WHAT YOU WILL DO
• 1. Return, word for word, everything in the thread on taxes and public services from "Both are spending" down to "providing such things.".
• 2. Extend the thread on taxes and public services beyond its final sentence.

SUPPLIED TEXT
□ □ □ □
Both are spending appropriated by elected representatives in Congress. I'm referring to the portion of your work value that goes directly into the pockets of unelected capitalists.
Lmao, no. Not without sources.
Yes, the famous oppression of roads, schools, non-for-profit admin, and health care.
Insomuch as the power to tax is the power to destroy, yes.... But I'm sure there are better examples (military?), and the oppression is less caused by the ACTUAL cost of such things, and more the oppression of what is LOST in providing such things.
Isn't that a photo a perfect example of what happens when we let private institutions provide public services (which is what you're suggesting be done instead).
Are you trying to say that things would be better if elementary and High school also had to be paid for directly instead of being publicly funded?
lol... it did not even occur to me. I don't have a straight answer for you because I don't ordinarily consider bifurcating the problem along a public/private line.
It's such a blurry line, like in this case where you have public funding for private schools, or in other cases where you have private corporations that produce only for the public government; or tax-funded incentives to private products or private payment networks replacing government currency.
□ □ □ □
MATERIAL SHOWN
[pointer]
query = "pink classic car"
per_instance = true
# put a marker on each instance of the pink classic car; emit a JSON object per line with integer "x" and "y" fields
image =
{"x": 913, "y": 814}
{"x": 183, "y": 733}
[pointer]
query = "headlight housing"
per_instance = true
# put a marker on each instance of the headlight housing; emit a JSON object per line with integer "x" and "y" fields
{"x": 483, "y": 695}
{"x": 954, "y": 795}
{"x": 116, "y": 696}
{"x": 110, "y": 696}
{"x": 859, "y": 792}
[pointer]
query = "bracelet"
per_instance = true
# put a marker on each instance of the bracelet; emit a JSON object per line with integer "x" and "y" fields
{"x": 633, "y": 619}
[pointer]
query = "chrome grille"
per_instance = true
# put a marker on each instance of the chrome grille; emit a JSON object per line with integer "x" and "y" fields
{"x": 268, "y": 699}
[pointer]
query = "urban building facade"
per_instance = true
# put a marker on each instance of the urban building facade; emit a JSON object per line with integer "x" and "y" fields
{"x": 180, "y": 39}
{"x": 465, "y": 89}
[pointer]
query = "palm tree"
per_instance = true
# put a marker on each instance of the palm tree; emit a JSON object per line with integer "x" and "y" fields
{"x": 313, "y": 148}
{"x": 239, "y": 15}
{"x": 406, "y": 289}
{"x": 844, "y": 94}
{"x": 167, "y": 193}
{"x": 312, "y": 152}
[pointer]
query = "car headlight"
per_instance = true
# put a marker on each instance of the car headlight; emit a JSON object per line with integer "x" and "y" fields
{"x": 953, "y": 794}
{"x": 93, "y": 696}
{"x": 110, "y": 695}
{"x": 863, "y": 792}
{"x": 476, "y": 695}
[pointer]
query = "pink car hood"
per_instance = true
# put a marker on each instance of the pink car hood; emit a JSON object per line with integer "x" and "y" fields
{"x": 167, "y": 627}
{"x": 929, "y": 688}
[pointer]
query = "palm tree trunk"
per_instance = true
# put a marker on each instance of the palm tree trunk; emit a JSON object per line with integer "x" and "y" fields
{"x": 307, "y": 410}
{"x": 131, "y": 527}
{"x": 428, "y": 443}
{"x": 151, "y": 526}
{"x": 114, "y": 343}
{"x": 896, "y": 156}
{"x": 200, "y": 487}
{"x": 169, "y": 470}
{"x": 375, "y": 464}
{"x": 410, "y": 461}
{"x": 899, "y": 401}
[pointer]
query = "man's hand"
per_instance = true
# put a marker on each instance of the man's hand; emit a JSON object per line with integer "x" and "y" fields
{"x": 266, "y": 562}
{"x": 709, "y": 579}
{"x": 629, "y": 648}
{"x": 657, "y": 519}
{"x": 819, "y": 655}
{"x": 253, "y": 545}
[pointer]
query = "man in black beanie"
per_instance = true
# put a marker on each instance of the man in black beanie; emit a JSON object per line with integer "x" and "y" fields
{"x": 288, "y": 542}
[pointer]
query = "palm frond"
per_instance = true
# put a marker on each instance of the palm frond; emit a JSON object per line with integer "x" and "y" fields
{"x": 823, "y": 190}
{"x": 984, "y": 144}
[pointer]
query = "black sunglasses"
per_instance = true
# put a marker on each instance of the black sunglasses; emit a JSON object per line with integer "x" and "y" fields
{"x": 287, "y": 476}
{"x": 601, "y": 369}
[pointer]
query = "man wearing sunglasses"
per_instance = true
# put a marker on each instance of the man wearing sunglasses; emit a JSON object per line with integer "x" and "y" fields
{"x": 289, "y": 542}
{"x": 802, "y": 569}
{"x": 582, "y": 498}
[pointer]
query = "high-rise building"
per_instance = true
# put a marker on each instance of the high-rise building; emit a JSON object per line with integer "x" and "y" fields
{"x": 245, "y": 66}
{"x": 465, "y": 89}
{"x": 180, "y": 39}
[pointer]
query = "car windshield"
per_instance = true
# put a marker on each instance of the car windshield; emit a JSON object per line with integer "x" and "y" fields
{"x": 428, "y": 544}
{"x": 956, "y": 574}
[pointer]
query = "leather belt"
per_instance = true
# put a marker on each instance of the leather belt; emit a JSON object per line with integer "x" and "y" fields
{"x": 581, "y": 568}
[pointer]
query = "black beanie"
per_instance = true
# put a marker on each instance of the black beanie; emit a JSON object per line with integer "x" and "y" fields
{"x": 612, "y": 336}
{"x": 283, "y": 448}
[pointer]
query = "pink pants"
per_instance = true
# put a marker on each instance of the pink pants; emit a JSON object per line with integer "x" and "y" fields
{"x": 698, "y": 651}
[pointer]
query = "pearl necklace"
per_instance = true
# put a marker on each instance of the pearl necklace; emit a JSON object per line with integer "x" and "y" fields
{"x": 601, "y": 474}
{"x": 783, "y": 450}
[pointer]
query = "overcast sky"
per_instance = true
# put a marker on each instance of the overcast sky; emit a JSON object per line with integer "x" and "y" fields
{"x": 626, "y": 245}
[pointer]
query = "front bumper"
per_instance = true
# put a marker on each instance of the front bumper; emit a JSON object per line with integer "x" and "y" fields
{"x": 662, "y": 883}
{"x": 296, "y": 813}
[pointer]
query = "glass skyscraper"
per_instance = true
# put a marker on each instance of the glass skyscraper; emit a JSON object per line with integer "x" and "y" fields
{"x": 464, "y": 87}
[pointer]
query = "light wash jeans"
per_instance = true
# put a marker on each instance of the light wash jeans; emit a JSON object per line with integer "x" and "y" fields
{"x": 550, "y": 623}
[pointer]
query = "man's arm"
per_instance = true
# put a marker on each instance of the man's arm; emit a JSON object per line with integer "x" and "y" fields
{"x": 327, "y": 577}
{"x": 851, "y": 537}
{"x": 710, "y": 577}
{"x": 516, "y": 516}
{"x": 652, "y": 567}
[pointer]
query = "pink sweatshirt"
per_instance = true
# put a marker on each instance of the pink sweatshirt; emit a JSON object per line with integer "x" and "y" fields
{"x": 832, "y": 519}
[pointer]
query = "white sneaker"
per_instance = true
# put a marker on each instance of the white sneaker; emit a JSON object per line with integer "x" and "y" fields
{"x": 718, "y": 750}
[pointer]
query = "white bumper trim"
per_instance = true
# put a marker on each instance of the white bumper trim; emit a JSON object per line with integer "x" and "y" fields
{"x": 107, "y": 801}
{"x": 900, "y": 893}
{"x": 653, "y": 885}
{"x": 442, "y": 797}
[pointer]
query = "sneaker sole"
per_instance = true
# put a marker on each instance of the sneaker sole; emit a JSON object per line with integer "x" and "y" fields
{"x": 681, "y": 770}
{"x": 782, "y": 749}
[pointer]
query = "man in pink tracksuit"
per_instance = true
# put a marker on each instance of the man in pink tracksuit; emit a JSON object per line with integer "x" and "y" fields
□ □ □ □
ANSWERS FOR THE TASKS
• 1.
Both are spending appropriated by elected representatives in Congress. I'm referring to the portion of your work value that goes directly into the pockets of unelected capitalists.
Lmao, no. Not without sources.
Yes, the famous oppression of roads, schools, non-for-profit admin, and health care.
Insomuch as the power to tax is the power to destroy, yes.... But I'm sure there are better examples (military?), and the oppression is less caused by the ACTUAL cost of such things, and more the oppression of what is LOST in providing such things.

• 2.
Instead, I usually consider the size of the political system or corporation in question with a heuristic of "smaller is better", and bias towards presuming enmeshment: like the whole system is one gigantic oppressive blob and the public/private labels are just superficial colorations.
I guess if I had any suggestion, it would be to somehow excise schooling from the blob, and find the smallest size where it works, and use the ones that work well as templates to repair or replace those that fail.
The first Lemming you replied to here.
I don't disagree with you in that post.
But I think that for that unemmeshment to work we'll have to end Capitalism first. Once that's done small scale local communities with large scale networks for sure could do a good job with education and roads.
I would love to see the math behind that. Typically it's a case where someone is effectively paying 25% of their income to taxes, but because they are too lazy to actually understand how taxes work they are easily convinced it's well over 50%
I recall my first exposure to this idea was via L. Neal Smith, so I tried to coax a breakdown out of GPT. Keeping in mind it could be hallucinated (and not his actual position or sourced values and math), so minimally just for your entertainment...
Certainly! Here's a more detailed breakdown of how L. Neil Smith might conceptualize the distribution of value:
12.5% Retained by the Individual: The portion of value that individuals actually keep for themselves after all deductions.
20% Income Taxes: The portion of value lost to federal, state, and local income taxes.
15% Social Security and Medicare Taxes: Contributions to social security and healthcare systems.
10% Sales Taxes: Taxes added to purchases of goods and services.
10% Property Taxes: Taxes on real estate and other property.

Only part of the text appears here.